- Brief
Write each line exactly, from the line that holds "of the grass" through the final line of the material, and no other line.

Named object pointing entries

^^^^^^^^^^^^^^^^

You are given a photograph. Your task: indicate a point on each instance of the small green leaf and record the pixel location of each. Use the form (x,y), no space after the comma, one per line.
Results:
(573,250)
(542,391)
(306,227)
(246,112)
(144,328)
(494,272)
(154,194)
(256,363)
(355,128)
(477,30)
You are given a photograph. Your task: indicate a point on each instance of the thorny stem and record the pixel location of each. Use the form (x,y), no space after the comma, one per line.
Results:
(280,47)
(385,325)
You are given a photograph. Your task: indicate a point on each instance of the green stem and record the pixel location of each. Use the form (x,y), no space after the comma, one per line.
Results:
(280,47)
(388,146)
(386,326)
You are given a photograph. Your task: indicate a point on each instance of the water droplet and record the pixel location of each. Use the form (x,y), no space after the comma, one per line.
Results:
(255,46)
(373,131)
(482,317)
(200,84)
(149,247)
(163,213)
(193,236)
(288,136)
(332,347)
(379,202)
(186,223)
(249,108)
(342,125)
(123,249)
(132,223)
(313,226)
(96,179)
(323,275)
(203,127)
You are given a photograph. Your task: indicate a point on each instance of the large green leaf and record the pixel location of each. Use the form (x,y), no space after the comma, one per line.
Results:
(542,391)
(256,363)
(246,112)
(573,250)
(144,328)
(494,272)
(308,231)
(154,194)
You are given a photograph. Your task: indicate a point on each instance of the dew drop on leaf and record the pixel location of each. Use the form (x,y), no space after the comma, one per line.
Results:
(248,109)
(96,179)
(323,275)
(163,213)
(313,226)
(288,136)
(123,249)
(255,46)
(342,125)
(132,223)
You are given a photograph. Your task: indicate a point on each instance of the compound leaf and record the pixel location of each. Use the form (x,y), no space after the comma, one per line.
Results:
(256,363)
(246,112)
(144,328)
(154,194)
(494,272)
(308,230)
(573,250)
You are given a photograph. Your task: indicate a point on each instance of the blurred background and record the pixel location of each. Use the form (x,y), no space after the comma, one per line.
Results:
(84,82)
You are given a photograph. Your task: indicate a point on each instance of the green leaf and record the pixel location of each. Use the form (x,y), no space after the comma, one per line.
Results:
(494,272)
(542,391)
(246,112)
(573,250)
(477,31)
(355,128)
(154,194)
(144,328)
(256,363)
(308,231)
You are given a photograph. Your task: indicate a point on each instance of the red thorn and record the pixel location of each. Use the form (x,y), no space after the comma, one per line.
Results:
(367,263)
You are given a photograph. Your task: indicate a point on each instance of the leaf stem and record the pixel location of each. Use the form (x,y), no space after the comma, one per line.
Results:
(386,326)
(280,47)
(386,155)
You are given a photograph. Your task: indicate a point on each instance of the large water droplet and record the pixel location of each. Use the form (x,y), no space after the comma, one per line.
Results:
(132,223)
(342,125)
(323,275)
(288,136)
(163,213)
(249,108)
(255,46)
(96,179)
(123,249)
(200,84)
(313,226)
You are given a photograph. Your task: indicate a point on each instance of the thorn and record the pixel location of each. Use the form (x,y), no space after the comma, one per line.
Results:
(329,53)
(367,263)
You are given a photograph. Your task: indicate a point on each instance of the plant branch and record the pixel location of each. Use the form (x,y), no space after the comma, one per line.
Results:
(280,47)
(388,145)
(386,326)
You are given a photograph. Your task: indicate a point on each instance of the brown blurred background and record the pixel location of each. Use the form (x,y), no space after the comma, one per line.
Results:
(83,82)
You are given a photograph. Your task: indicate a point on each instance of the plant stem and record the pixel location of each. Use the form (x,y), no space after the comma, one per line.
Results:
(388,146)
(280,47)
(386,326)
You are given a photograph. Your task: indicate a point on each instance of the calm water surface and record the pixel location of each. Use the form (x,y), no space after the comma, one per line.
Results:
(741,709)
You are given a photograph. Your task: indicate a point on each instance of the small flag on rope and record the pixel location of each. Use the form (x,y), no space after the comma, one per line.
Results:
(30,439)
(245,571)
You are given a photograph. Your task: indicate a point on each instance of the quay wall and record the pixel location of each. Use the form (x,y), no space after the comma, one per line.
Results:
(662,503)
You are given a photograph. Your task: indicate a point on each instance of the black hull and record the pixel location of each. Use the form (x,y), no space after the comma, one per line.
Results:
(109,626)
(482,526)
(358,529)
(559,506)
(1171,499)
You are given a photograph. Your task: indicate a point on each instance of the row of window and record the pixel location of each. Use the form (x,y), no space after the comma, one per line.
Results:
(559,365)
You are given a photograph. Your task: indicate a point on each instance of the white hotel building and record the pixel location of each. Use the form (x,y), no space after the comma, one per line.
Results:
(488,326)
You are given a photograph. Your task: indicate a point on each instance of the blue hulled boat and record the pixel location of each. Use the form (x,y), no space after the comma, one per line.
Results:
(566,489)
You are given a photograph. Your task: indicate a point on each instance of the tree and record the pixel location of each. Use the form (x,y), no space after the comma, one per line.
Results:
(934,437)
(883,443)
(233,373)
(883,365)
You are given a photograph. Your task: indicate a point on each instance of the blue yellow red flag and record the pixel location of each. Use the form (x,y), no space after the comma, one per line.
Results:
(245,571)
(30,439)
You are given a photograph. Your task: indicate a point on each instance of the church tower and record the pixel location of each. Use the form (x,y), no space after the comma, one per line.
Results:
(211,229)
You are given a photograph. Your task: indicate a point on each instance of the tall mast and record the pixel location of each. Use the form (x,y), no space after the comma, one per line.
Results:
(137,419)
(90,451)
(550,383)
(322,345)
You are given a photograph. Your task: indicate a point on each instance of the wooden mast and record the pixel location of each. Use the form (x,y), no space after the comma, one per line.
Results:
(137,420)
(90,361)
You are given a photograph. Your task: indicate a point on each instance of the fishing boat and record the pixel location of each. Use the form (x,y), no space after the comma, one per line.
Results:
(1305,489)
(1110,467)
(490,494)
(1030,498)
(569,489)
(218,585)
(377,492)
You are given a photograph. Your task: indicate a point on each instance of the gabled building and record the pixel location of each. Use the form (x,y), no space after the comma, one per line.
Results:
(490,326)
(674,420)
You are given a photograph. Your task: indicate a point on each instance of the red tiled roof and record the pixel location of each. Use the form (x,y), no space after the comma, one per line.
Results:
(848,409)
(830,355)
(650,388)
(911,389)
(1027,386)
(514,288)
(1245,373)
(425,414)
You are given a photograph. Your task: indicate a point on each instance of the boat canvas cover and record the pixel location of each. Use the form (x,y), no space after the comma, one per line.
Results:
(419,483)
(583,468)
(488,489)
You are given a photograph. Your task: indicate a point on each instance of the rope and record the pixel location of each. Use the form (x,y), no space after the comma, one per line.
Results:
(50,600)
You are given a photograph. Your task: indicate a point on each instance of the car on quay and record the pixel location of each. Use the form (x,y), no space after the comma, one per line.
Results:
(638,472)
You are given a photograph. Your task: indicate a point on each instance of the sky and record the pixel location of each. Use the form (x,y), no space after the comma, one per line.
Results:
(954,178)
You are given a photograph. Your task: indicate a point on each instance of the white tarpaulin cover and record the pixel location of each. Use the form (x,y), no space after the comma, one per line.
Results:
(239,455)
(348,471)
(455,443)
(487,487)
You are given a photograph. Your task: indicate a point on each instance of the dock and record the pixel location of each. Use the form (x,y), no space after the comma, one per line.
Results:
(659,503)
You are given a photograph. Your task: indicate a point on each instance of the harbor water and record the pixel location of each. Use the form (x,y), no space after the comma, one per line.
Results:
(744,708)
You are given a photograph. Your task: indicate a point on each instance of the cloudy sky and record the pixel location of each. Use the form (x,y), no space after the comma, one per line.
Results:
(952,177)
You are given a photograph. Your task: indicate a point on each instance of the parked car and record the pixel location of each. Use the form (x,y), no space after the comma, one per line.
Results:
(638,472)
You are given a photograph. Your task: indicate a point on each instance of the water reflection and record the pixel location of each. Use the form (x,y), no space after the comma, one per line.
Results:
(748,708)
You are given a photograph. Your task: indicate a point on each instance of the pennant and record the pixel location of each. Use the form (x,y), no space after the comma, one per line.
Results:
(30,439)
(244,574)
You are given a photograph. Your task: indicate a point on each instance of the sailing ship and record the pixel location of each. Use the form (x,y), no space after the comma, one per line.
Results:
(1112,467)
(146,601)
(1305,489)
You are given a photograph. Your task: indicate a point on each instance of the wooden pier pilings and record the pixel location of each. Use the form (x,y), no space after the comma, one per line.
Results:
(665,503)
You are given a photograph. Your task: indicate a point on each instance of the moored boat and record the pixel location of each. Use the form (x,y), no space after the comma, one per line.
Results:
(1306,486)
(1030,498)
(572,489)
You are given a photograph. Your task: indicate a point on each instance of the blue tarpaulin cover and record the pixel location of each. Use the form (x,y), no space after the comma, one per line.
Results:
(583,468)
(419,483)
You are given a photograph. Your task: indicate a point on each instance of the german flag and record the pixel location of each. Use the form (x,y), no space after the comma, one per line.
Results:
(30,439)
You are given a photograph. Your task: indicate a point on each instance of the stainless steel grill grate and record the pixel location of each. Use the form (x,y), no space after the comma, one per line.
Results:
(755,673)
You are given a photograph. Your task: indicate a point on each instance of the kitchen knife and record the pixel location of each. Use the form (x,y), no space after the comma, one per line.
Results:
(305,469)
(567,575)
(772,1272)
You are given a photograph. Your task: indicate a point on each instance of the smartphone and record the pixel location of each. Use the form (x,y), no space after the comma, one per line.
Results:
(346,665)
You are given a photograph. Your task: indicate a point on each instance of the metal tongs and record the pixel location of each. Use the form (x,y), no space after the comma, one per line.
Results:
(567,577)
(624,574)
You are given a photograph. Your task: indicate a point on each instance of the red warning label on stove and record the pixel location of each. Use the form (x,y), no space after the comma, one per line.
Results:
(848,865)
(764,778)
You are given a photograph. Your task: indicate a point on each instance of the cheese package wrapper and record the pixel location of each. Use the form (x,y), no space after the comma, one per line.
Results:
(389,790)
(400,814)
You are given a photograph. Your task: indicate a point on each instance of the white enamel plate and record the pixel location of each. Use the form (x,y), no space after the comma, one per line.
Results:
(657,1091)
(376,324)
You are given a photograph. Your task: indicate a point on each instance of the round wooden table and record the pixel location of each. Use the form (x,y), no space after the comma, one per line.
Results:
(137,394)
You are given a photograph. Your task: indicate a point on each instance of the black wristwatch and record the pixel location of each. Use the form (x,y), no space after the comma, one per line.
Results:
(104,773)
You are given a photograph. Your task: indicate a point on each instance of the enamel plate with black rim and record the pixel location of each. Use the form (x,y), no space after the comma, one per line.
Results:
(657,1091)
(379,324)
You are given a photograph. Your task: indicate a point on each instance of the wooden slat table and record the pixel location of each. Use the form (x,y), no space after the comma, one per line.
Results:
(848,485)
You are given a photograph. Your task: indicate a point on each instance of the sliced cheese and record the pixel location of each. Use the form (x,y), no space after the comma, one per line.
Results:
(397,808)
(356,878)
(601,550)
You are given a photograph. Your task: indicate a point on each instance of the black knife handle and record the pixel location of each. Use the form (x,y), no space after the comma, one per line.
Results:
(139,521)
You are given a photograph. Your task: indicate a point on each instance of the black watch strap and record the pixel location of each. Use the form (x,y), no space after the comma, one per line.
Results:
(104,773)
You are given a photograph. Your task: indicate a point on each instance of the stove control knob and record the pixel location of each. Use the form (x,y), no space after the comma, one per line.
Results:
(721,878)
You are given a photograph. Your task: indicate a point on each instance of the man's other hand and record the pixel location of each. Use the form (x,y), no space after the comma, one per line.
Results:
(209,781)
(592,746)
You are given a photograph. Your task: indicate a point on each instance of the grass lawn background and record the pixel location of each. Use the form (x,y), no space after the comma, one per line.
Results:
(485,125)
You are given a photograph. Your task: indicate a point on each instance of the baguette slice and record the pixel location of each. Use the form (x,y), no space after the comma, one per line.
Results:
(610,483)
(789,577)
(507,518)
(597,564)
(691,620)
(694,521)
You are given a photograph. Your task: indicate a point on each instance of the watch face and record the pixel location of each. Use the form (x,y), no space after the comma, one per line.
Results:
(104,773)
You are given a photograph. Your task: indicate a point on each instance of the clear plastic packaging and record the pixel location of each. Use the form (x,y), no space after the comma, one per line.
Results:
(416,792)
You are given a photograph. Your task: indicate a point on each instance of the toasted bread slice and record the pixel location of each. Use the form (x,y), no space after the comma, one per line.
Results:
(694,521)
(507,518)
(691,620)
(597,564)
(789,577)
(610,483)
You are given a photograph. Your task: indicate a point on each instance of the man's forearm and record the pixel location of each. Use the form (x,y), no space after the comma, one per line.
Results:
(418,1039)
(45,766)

^^^^^^^^^^^^^^^^

- Task answer
You are given a photograph. Your task: indicate a point on each instance of the grass lawn background and record the pixel location of each. Use the form (x,y), no space after the comma, one per line.
Results:
(485,125)
You are given a photograph. Your task: indicate a point on each instance of the baguette slice and record the pixel location of each. Use the form (x,y), no space after the comma, one per line.
Results:
(610,483)
(789,577)
(507,518)
(597,564)
(691,620)
(694,521)
You are given a photograph. Your task: indicate a point on each instance of the watch face and record the pixel location of each. Use the form (x,y), no space after the comma, one per line.
Results:
(104,773)
You are given a photograph. Your task: indicate a point on each instance of the clear plastic packaging and record the pixel location of each. Use the form (x,y), no space after the comma, one per line.
Results:
(416,792)
You are given a photograph. Your task: indicate a point on each instance of the toasted bread slice and record the pixel location of each. Use the form (x,y), no space after the comma, one per line.
Results:
(694,521)
(507,518)
(691,620)
(597,564)
(789,577)
(610,483)
You are given a photograph. Your task: indicate a point on each instance of the man's forearm and record the pixel location of each. Use the form (x,y), no space after the comma, one per line.
Results:
(418,1039)
(45,766)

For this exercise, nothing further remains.